> _Goal_
Can you copy the lines from the one that contains "Mark one point on every instance of the building" through the end of the material below, exactly and with nothing else?

> _Source records_
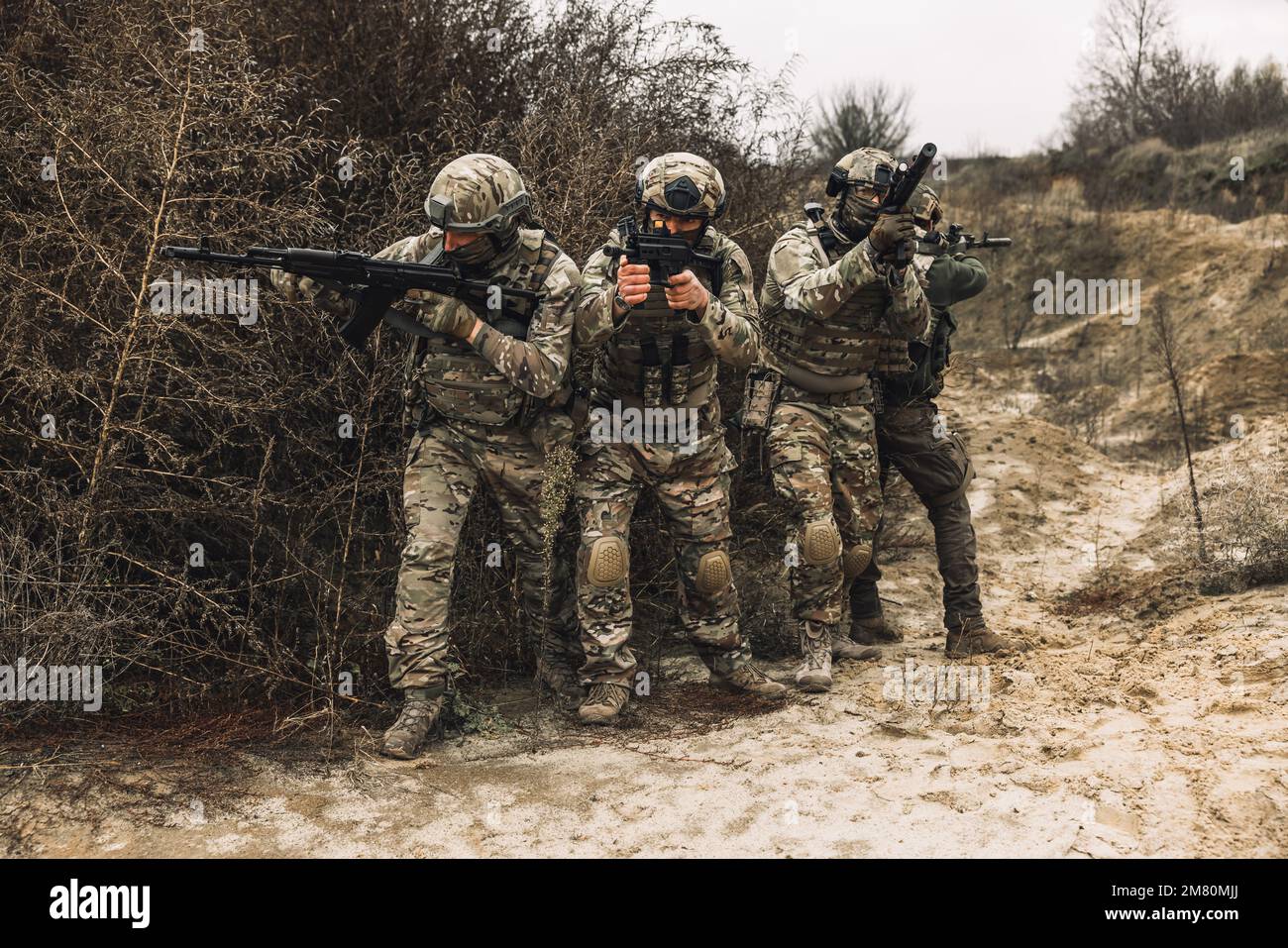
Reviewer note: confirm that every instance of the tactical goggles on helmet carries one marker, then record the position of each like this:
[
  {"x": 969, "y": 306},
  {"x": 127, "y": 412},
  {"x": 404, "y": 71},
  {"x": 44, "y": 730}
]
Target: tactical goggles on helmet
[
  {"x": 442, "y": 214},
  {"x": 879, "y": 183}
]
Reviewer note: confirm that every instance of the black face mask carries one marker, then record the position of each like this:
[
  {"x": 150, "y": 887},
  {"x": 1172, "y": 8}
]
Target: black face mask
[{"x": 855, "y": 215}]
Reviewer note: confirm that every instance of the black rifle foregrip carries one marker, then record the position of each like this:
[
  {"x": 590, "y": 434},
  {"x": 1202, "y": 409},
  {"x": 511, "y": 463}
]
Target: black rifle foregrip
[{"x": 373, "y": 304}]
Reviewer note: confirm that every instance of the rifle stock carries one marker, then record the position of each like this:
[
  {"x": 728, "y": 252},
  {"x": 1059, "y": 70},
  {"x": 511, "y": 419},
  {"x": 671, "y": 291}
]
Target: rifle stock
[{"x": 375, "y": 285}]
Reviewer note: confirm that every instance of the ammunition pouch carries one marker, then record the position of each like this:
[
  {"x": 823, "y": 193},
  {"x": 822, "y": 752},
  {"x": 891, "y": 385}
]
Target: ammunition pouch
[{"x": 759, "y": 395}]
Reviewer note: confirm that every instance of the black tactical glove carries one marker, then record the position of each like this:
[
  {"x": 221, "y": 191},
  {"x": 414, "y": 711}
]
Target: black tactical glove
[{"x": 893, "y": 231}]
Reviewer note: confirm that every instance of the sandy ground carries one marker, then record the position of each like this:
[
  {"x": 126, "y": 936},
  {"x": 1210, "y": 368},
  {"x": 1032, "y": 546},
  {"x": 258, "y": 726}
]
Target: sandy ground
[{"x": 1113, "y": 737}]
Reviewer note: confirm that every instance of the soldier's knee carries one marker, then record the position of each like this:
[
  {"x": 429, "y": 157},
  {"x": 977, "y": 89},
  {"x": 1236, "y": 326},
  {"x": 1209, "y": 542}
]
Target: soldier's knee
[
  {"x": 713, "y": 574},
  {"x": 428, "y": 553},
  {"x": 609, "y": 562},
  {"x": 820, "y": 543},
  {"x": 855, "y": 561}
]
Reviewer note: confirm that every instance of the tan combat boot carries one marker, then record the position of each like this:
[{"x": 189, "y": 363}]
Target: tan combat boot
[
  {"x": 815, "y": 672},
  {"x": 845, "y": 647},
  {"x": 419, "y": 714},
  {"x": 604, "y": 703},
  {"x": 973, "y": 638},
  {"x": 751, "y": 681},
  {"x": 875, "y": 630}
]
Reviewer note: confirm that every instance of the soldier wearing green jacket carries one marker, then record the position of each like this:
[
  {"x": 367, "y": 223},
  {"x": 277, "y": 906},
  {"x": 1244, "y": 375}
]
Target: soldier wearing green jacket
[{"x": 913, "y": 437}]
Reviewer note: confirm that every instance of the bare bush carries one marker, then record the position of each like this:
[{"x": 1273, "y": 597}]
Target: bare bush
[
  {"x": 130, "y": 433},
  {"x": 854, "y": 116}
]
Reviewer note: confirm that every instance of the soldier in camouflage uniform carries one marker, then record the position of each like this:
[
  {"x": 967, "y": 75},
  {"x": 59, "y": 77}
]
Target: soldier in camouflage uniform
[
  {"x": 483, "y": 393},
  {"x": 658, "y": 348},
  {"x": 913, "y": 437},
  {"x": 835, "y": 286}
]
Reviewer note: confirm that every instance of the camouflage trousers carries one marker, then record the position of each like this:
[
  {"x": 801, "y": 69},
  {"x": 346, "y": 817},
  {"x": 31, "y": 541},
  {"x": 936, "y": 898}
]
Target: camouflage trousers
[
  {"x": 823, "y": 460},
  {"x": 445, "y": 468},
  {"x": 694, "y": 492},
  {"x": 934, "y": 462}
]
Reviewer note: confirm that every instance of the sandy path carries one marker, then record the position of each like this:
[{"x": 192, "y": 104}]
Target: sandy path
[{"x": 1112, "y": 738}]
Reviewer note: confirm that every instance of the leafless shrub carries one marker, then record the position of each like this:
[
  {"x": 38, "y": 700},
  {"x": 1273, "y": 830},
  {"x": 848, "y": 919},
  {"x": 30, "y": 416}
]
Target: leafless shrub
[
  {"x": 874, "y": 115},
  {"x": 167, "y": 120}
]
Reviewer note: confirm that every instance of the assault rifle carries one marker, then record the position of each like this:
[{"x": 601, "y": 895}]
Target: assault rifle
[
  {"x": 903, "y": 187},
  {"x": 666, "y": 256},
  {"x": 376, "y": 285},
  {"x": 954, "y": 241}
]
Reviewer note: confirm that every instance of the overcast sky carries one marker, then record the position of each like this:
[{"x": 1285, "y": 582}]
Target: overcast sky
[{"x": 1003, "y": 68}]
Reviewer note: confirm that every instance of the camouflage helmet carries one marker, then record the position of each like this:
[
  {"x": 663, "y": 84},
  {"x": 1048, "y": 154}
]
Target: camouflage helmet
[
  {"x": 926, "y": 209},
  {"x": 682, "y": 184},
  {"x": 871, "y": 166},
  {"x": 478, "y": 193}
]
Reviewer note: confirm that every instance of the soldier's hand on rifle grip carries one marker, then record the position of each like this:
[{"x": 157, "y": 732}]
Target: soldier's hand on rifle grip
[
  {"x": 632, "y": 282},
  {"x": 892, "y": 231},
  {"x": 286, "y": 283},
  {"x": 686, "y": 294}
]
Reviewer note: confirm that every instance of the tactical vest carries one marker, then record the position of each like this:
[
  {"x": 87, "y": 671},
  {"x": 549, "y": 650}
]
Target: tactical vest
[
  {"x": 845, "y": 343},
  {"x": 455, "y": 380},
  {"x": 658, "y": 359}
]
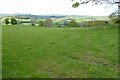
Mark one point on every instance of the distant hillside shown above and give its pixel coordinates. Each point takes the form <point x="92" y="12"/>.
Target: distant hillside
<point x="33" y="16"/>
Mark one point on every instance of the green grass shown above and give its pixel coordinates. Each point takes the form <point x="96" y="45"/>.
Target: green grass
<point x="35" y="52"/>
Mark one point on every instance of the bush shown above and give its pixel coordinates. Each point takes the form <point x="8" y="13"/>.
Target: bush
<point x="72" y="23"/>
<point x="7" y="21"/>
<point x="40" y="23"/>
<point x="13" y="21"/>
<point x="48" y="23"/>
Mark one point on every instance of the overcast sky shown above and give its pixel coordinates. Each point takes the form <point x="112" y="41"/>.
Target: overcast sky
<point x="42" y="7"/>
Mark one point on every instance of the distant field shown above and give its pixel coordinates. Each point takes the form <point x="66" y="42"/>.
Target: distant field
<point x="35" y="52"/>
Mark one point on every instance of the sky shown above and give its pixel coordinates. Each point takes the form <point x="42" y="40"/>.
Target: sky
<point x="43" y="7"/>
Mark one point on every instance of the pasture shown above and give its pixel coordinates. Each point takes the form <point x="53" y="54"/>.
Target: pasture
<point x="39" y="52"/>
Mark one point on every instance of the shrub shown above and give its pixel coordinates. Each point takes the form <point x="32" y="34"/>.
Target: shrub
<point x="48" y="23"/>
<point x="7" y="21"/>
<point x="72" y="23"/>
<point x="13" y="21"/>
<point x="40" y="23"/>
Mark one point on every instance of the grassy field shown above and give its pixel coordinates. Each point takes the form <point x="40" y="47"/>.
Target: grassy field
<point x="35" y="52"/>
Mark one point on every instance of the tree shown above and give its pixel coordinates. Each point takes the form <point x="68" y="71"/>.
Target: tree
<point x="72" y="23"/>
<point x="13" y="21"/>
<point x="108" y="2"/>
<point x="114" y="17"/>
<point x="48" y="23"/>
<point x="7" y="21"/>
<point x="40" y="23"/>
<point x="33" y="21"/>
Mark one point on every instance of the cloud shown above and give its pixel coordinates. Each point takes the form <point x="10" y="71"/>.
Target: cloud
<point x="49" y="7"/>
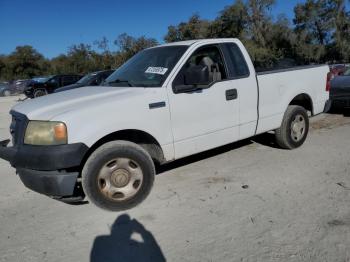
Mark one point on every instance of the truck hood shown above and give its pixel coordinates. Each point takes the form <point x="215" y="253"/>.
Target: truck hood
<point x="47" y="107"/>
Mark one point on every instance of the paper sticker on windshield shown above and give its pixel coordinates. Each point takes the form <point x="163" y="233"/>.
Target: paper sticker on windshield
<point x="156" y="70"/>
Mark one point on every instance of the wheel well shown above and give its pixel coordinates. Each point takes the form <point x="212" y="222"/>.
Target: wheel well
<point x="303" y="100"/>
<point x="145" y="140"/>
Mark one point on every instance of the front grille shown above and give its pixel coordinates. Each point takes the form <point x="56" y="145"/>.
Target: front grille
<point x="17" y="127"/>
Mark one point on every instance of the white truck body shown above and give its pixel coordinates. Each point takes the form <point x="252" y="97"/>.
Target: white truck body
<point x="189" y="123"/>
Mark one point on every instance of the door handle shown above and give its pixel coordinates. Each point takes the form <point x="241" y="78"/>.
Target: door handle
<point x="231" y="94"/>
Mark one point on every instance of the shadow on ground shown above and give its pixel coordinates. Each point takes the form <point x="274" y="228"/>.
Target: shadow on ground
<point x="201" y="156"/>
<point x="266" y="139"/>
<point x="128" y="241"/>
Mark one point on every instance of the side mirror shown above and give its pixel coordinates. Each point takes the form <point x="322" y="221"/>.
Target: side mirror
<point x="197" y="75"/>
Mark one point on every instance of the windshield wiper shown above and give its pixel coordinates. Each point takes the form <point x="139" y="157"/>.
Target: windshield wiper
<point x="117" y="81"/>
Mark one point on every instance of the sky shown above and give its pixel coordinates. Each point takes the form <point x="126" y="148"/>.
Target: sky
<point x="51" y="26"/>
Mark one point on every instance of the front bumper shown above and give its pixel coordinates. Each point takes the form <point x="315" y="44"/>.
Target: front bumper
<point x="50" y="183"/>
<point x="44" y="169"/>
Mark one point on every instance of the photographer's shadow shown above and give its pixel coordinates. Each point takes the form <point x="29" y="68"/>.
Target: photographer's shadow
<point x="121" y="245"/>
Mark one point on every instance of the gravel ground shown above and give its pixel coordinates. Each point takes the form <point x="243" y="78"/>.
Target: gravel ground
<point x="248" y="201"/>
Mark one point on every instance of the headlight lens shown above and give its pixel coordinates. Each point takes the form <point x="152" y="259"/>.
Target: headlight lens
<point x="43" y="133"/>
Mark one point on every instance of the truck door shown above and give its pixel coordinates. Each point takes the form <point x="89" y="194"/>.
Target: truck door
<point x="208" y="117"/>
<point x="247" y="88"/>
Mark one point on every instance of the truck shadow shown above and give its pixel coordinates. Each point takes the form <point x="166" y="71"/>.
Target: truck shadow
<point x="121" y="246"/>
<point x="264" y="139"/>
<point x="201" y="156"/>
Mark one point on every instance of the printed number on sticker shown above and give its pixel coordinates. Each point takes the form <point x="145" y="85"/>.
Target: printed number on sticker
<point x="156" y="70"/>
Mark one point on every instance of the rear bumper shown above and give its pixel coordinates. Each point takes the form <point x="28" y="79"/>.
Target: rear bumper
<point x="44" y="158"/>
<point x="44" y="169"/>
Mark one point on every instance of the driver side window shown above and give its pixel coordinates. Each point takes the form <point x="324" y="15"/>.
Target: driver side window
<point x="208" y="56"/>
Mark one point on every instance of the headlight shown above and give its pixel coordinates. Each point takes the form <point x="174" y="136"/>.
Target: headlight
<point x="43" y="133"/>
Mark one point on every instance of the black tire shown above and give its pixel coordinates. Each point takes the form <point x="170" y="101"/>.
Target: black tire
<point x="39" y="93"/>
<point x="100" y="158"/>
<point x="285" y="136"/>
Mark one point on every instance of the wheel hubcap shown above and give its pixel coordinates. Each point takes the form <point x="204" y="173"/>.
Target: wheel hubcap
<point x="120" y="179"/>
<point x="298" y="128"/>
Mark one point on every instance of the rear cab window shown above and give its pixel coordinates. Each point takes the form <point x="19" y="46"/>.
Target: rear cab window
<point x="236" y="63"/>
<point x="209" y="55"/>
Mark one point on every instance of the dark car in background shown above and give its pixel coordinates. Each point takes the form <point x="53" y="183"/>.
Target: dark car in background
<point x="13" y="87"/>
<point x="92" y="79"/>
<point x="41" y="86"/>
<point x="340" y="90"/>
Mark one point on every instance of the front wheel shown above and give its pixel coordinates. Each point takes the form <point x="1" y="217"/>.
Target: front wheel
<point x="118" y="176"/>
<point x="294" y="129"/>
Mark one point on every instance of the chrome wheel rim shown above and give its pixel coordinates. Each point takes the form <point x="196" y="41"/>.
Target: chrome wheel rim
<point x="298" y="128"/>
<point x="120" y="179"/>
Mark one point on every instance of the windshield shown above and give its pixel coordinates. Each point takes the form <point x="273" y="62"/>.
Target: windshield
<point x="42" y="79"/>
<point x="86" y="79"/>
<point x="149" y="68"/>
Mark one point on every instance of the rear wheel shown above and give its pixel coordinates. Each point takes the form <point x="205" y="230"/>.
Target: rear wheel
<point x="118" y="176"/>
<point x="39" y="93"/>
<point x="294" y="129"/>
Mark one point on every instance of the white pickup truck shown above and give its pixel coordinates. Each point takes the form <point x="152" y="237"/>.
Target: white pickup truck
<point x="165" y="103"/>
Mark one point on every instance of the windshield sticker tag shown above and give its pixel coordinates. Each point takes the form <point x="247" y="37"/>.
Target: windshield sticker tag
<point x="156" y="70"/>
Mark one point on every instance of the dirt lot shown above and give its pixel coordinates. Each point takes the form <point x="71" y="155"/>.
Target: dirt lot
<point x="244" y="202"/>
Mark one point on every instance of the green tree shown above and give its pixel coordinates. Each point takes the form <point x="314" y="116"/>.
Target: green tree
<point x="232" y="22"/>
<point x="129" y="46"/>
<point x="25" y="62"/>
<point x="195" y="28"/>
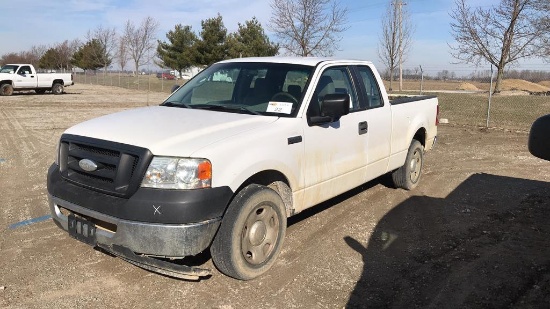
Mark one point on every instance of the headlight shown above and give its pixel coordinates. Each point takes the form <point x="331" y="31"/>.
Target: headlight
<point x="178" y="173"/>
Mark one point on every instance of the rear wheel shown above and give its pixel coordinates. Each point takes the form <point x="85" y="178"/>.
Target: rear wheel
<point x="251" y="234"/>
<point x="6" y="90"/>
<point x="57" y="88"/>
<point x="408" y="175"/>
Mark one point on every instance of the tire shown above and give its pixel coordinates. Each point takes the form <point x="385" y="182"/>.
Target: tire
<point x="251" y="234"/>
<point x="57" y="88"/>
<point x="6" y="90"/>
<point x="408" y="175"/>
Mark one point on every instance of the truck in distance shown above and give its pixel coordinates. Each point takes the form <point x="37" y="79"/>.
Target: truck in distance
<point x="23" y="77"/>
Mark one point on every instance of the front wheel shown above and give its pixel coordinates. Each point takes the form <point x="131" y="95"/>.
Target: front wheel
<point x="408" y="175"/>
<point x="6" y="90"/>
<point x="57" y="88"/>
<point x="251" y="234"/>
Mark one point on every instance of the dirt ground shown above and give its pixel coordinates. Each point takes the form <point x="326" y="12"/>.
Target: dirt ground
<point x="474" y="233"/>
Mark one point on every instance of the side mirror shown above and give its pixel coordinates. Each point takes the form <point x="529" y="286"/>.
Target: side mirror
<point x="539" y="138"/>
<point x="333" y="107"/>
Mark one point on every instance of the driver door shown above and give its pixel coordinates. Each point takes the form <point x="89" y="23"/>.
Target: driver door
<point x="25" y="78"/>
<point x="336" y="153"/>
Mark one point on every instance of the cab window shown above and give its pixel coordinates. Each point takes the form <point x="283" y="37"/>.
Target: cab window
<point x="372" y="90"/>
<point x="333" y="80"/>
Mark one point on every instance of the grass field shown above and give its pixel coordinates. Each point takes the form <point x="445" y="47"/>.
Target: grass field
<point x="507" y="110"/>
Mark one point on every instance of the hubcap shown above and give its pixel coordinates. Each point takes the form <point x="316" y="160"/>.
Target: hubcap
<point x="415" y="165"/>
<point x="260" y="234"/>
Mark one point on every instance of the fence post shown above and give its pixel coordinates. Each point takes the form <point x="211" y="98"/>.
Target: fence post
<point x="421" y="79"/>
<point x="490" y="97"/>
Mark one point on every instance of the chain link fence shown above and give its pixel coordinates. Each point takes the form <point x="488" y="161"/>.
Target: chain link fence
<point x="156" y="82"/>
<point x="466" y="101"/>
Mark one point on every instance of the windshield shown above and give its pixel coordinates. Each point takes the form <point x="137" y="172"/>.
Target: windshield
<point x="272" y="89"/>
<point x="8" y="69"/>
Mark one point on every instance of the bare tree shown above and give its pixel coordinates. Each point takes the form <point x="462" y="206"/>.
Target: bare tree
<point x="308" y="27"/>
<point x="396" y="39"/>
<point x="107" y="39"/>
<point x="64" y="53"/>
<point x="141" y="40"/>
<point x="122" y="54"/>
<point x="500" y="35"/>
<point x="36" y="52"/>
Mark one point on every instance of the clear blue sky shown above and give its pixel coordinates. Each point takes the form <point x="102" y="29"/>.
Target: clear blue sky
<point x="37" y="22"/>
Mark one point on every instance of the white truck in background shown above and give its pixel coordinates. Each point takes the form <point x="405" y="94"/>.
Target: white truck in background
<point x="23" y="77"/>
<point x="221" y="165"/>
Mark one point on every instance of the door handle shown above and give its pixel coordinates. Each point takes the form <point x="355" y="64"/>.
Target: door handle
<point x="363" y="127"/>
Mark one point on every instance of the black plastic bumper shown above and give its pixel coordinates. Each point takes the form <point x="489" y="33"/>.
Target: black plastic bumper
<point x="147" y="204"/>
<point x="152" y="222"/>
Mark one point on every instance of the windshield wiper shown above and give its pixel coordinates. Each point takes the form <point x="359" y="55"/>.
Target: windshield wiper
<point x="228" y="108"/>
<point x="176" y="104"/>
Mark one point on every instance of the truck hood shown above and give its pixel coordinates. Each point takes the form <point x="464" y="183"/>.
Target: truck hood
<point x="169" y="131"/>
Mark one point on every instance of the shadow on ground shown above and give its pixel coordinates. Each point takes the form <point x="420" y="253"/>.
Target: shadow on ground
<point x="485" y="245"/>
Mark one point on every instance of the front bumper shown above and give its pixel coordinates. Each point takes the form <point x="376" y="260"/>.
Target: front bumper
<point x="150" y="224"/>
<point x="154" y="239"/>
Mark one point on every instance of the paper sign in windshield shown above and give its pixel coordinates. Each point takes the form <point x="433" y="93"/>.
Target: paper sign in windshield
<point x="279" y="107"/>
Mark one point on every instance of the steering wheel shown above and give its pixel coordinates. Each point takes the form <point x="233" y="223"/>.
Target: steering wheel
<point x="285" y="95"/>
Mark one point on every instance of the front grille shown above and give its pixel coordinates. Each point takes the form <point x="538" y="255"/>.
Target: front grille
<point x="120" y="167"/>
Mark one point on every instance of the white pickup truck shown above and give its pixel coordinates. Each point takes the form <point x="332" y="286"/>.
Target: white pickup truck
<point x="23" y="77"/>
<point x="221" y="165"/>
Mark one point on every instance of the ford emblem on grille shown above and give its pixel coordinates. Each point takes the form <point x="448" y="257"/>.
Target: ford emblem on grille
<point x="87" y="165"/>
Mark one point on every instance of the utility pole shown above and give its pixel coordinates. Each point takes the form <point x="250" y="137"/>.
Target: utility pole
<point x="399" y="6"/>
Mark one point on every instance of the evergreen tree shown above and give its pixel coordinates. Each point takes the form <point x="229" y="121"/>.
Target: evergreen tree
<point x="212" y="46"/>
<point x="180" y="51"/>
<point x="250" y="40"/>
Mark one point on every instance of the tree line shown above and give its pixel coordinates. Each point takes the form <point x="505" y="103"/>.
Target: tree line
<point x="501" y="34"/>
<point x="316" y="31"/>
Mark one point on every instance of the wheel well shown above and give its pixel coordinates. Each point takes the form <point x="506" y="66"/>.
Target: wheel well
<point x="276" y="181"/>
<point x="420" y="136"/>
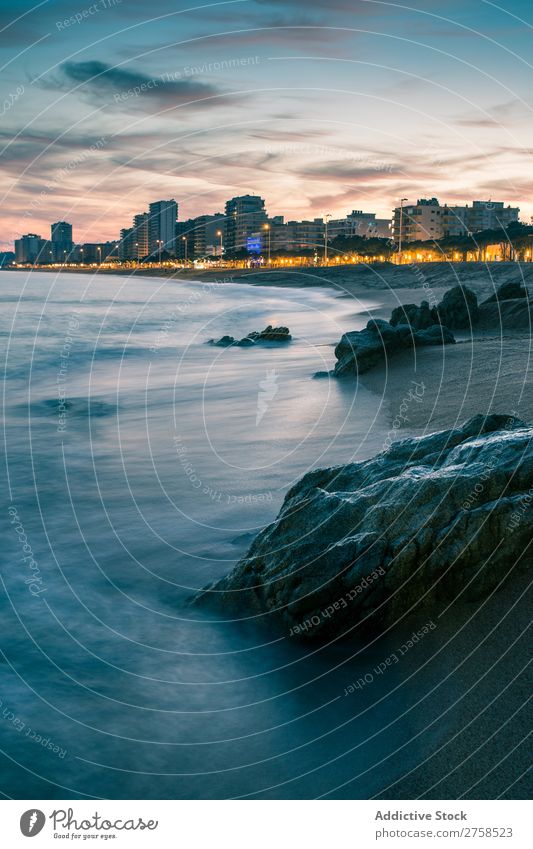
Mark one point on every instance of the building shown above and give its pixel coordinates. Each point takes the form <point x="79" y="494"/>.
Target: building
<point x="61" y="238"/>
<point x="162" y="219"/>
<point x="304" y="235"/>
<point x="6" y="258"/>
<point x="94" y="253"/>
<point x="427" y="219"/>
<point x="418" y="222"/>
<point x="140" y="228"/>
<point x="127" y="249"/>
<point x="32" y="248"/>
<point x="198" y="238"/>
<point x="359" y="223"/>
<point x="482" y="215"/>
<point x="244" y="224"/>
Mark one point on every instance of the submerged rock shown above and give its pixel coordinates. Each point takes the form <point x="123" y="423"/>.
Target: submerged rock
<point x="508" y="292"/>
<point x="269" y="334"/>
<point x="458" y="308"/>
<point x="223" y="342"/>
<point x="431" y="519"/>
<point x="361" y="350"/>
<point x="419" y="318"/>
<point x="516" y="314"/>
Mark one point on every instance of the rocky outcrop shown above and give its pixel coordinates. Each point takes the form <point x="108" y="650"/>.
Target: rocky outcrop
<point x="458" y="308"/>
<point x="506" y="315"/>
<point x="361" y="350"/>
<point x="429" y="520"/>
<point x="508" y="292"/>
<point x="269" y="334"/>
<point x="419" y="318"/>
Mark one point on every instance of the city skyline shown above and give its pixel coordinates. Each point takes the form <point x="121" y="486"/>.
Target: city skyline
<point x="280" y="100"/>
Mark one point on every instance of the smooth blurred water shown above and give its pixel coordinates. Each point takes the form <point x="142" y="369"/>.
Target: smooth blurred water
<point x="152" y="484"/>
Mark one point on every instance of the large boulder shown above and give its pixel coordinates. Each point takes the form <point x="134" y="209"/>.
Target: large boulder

> _Answer to the problem_
Mark one point on every instance of the building shown above and give its pixel coordinates. Each point takes the form <point x="79" y="494"/>.
Target: building
<point x="61" y="238"/>
<point x="162" y="219"/>
<point x="304" y="235"/>
<point x="6" y="258"/>
<point x="94" y="253"/>
<point x="427" y="219"/>
<point x="418" y="222"/>
<point x="140" y="228"/>
<point x="127" y="249"/>
<point x="32" y="248"/>
<point x="198" y="238"/>
<point x="359" y="223"/>
<point x="482" y="215"/>
<point x="244" y="224"/>
Mark one point on every instance of the submerged rock shown above and give its pixel coordinates. Each point takes the form <point x="123" y="423"/>.
Target: submerged rock
<point x="508" y="292"/>
<point x="269" y="334"/>
<point x="458" y="308"/>
<point x="223" y="342"/>
<point x="431" y="519"/>
<point x="361" y="350"/>
<point x="419" y="318"/>
<point x="516" y="314"/>
Mark one point on every instance of the rocky outcrop shown above and give its pixel coordinates. Each point takes the form <point x="108" y="650"/>.
Target: rocky outcrop
<point x="458" y="308"/>
<point x="506" y="315"/>
<point x="361" y="350"/>
<point x="429" y="520"/>
<point x="508" y="292"/>
<point x="269" y="334"/>
<point x="419" y="318"/>
Mark one point on every instance of the city skyline shown above and give its pixel coordinates. Each point takes the form <point x="121" y="486"/>.
Target: city skyline
<point x="280" y="100"/>
Mark one point on every instance of the smooth blurred water shown above and give its pixel coordinates. Each point takes the form <point x="142" y="369"/>.
Target: smooth blurred water
<point x="152" y="484"/>
Mark one point on every instance of the large boulder shown above and give its pixel coordinates. Each point takes the form <point x="134" y="209"/>.
Target: large boulder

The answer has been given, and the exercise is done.